* WORK TASK A: According to the passage on water, how did water come to sculpt the mountains and valleys of Western North Carolina?
* WORK TASK B: Repeat the passage on water word for word, between "The supreme good" and "shows the Way.", inclusive.

* EXTRACTED TEXT:
════════

The supreme good is like water,
which nourishes all of creation
without trying to compete with it.
It gathers in the low places unpopular with men.
Thus it shows the Way.
~Tao Te Ching, Verse 8
Water is one of the most miraculous substances on our Earth and a resource that is fairly abundant in our region. That’s something worth celebrating! Along with sunlight and clean air, it is one of the only resources necessary for all life on our planet—plants, animals and humans. In its quest to follow the pull of gravity downward, water has sculpted some of the most majestic scenery in Nature including our mountains and valleys here in Western North Carolina. Water is constantly in a state of graceful transition: from a frozen ice crystal on the peak of a distant mountain to sewage moving through rusty pipes, from a mighty flood that obliterates all obstacles in its path to the tiniest, glistening marvels of dew drops in the morning. It shows how persistence will make change, even in the hardest places, and inspires beauty and wonder in all its many forms. It does not compete, but seeks the path of least resistance, simply and humbly showing us the Way.

════════

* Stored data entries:

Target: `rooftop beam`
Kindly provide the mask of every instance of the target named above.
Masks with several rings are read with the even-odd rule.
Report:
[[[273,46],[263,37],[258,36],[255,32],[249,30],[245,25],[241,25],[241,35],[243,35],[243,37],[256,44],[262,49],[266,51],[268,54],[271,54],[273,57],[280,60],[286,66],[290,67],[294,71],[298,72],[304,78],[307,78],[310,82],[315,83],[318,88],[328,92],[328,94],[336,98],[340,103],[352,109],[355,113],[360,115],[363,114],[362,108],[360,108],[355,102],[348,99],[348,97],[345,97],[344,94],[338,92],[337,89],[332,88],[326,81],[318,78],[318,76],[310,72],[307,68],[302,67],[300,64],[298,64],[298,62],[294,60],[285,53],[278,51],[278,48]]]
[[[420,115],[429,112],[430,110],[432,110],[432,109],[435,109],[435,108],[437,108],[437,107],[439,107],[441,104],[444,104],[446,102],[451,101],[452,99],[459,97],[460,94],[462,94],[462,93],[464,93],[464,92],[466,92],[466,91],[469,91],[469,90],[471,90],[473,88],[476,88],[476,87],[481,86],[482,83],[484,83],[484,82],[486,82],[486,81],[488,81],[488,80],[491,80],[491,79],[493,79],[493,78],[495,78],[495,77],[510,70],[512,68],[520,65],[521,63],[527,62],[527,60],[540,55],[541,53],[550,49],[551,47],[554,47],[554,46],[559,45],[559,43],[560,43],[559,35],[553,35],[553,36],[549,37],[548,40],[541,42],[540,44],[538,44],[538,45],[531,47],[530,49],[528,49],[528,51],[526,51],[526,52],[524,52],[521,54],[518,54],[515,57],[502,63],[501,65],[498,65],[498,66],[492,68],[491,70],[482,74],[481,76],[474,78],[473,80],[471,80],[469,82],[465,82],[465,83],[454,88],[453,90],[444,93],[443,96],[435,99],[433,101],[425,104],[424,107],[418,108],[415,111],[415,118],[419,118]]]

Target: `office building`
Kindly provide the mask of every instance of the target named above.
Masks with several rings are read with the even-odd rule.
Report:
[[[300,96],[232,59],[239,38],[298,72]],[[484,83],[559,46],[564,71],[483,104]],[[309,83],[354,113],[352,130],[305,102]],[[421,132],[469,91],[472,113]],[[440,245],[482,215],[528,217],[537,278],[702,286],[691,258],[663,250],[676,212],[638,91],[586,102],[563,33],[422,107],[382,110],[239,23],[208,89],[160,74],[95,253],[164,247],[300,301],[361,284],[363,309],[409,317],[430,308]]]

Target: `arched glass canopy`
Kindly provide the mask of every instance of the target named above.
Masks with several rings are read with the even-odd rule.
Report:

════════

* ANSWER AREA A: Water sculpted that scenery as it followed the pull of gravity downward.

* ANSWER AREA B:
The supreme good is like water,
which nourishes all of creation
without trying to compete with it.
It gathers in the low places unpopular with men.
Thus it shows the Way.